● **PROMPT**
Please repeat the records below word for word, starting at the line containing "target | rear side window" and continuing through the final line of the records.
* Begin MATERIAL FOR THE TASK *
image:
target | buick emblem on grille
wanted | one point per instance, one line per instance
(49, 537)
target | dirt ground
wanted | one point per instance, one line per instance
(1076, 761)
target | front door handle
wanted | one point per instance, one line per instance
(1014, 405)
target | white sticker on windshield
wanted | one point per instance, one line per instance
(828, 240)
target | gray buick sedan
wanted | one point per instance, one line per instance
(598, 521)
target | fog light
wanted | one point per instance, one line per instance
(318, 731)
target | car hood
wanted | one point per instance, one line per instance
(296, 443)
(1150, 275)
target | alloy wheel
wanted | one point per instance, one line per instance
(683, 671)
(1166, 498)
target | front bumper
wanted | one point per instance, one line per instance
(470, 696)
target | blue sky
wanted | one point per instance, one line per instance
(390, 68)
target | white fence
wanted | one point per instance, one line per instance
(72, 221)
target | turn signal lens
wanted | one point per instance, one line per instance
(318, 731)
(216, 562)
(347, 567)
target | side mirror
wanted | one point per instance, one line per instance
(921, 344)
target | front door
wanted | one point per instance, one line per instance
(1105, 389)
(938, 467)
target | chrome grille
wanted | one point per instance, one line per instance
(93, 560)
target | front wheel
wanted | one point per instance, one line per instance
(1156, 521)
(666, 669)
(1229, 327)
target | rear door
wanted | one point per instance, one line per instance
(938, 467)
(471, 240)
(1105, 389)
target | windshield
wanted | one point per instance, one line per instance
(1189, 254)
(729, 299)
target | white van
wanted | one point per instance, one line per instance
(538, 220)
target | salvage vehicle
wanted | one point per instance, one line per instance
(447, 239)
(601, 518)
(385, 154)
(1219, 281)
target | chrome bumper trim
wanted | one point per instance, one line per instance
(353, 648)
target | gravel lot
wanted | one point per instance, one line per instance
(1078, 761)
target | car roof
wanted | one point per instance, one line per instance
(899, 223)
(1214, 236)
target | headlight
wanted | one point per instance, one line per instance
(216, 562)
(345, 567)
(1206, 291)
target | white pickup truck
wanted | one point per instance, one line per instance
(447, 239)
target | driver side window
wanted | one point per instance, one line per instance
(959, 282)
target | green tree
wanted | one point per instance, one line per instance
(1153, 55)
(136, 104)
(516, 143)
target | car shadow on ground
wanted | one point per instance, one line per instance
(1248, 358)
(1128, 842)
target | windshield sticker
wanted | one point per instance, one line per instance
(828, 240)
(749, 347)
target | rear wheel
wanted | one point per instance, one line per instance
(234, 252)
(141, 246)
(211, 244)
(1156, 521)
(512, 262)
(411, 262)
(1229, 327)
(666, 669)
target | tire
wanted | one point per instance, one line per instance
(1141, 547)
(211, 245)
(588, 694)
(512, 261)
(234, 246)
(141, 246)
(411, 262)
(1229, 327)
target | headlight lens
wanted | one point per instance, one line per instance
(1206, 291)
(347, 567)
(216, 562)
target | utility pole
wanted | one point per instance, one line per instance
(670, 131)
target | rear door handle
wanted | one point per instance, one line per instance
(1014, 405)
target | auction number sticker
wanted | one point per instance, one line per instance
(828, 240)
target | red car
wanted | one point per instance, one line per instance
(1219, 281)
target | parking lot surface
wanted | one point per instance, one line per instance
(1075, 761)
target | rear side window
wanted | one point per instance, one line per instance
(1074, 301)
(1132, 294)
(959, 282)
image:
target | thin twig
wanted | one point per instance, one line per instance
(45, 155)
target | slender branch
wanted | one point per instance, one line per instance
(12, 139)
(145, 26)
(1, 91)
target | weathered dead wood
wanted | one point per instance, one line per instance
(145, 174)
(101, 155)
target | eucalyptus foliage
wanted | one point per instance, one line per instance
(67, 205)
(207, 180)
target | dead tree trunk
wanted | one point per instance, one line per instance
* End MATERIAL FOR THE TASK *
● **EXERCISE SOLUTION**
target | rear side window
wanted | one point per instance, one line per instance
(1074, 301)
(1132, 294)
(959, 282)
image:
target | thin twig
wanted | one point per instance, one line per instance
(45, 155)
target | slender branch
wanted | one point per instance, one line per instance
(12, 139)
(145, 26)
(1, 91)
target | weathered dead wood
wanted | one point per instance, one line per instance
(145, 174)
(101, 155)
target | eucalyptus foliage
wanted | one point per instance, one line per instance
(67, 205)
(207, 180)
target | dead tree trunk
wanted | one point per instance, one line per instance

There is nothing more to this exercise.